▸ **Exercise details**
Could you give the records again, starting at the line that has "tongue, giving x and y for each instance?" and ending with the last of the records, with "lettering" replaced by "writing" and nothing else changed? Return only those lines.
============
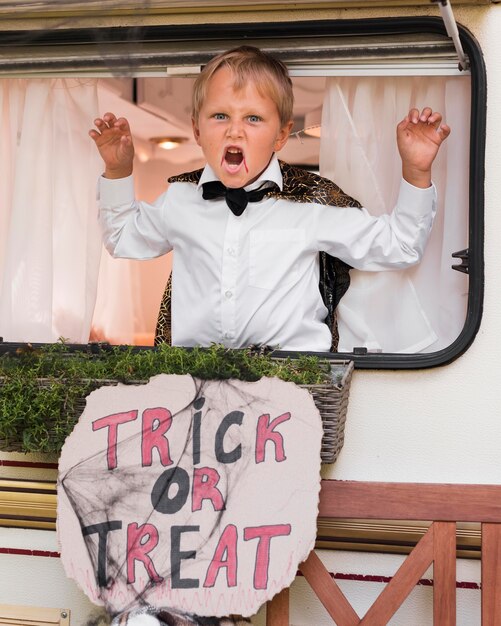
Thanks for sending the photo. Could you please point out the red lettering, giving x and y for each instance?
(156, 422)
(141, 540)
(205, 480)
(264, 534)
(225, 555)
(266, 432)
(112, 422)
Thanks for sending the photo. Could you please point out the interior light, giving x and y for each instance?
(168, 143)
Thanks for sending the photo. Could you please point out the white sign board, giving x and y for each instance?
(194, 495)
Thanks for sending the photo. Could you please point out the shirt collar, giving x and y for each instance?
(272, 173)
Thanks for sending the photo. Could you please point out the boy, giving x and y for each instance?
(243, 274)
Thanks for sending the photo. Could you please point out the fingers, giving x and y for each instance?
(109, 122)
(428, 117)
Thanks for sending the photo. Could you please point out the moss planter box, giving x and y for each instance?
(43, 391)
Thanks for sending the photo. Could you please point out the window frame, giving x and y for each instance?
(35, 41)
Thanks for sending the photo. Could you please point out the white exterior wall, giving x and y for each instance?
(436, 425)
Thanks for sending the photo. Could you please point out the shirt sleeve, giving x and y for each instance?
(395, 240)
(131, 229)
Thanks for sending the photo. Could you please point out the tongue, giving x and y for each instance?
(234, 158)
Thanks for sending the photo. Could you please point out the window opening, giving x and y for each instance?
(319, 61)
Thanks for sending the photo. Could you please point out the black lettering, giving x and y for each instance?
(176, 556)
(160, 498)
(102, 530)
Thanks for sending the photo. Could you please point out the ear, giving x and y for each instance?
(283, 135)
(196, 130)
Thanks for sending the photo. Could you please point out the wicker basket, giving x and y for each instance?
(332, 403)
(330, 399)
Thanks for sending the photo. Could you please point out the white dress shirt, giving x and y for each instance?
(253, 279)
============
▸ **Solution**
Thanks for sending the photo. Could you please point out the tongue, giving x and y for each instance?
(234, 158)
Thanks for sending the photo. Could you please point out the window opening, giving x and y for each instance?
(319, 61)
Thanks for sending the photo. Could you please point out the black writing, giving x and y for each instance?
(176, 556)
(160, 498)
(102, 530)
Thanks for sending the photo. Could you please point out the ear, giving x and y for each instance?
(283, 135)
(196, 130)
Thanks for sending the photo. Could you please point out the wicker basket, giving x and y for each instance?
(332, 403)
(330, 399)
Thanks for sending the photo. Could you please point out the white dress shirt, giving x and y for each instance?
(253, 279)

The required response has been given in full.